- [TE DOEN]:
Vervang in de items, vanaf het begin tot en met de regel met "<point>548,228</point>", elk voorkomen van "photo" door "image" en geef die regels verder ongewijzigd weer. Laat de afbeeldingen in uw antwoord weg.

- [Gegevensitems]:
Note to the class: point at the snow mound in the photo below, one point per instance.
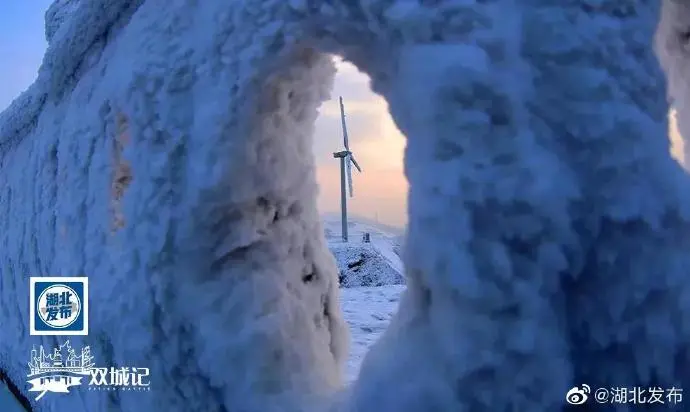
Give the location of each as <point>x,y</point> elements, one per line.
<point>367,312</point>
<point>363,265</point>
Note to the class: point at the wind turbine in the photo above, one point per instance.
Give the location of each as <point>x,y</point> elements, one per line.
<point>347,159</point>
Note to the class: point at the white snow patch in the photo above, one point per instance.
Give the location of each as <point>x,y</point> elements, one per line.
<point>367,312</point>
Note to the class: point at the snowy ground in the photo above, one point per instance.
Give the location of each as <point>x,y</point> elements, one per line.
<point>367,311</point>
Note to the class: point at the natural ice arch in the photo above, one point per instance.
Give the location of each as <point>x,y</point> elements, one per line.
<point>540,187</point>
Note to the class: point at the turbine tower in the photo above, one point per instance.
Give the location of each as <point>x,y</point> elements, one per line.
<point>346,161</point>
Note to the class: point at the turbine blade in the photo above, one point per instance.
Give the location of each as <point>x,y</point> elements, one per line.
<point>354,162</point>
<point>342,120</point>
<point>349,178</point>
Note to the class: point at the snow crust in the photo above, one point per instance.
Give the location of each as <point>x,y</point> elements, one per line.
<point>548,228</point>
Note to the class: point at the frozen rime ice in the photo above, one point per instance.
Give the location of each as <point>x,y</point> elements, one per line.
<point>549,234</point>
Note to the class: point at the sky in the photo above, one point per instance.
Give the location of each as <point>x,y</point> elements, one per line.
<point>380,191</point>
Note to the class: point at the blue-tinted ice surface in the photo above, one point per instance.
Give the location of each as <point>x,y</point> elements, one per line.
<point>548,232</point>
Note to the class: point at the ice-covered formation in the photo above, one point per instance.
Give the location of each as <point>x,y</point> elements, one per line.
<point>363,265</point>
<point>548,231</point>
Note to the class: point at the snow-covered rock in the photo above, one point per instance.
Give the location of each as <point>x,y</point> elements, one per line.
<point>56,15</point>
<point>363,266</point>
<point>548,230</point>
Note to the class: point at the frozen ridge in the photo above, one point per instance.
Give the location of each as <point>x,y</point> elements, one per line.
<point>165,152</point>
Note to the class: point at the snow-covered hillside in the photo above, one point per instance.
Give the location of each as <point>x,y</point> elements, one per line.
<point>372,281</point>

- [DE OPLOSSING]:
Note to the class: point at the snow mound in the image below, one point per instance.
Give the location of each as <point>x,y</point> elements, one per line.
<point>367,312</point>
<point>363,265</point>
Note to the class: point at the wind turbine in the image above, one point per instance.
Give the location of each as <point>x,y</point> elements, one per line.
<point>347,159</point>
Note to the class: point at the white snow patch in the image above, one point per instance.
Give the location of each as <point>x,y</point> elements, one per line.
<point>367,312</point>
Note to the class: point at the snowy ground in the image above, one point per instance.
Give the location of each as <point>x,y</point> elements, one per line.
<point>367,311</point>
Note to the class: point at the natural ice arch in the image above, one point per instance.
Give the location of each as <point>x,y</point> elements, one per line.
<point>540,187</point>
Note to the class: point at the turbine tower in the image above, one point per instance.
Give the location of each as <point>x,y</point> elements, one per line.
<point>346,161</point>
Note to the class: point at the turbine blade in the image above, one point per instance.
Give the location of each as <point>x,y</point> elements, one per line.
<point>354,162</point>
<point>342,120</point>
<point>349,178</point>
Note to the class: point at the snow crust in the image above, one point per instance.
Give the location of each as <point>x,y</point> elements, one per line.
<point>548,228</point>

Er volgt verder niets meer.